Collected data:

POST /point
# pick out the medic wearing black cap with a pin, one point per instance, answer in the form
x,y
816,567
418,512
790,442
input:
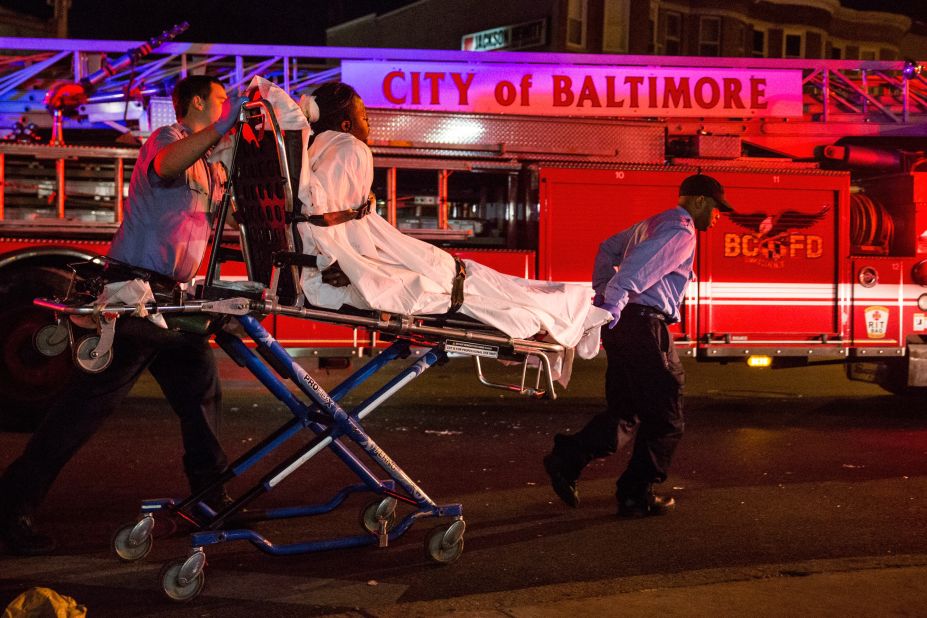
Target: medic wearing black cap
x,y
640,277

# To be done
Arrange every line of the entries above as a JSON list of strings, one string per line, with blank lines omitted. Leave the pictures out of the answer.

# Exercise result
[
  "POST /point",
  "# pick out the medic wearing black cap with a pin, one point per instance, answer in the form",
  "x,y",
  "816,567",
  "418,512",
  "790,442",
  "input:",
  "Target: medic wearing black cap",
  "x,y",
  "640,277"
]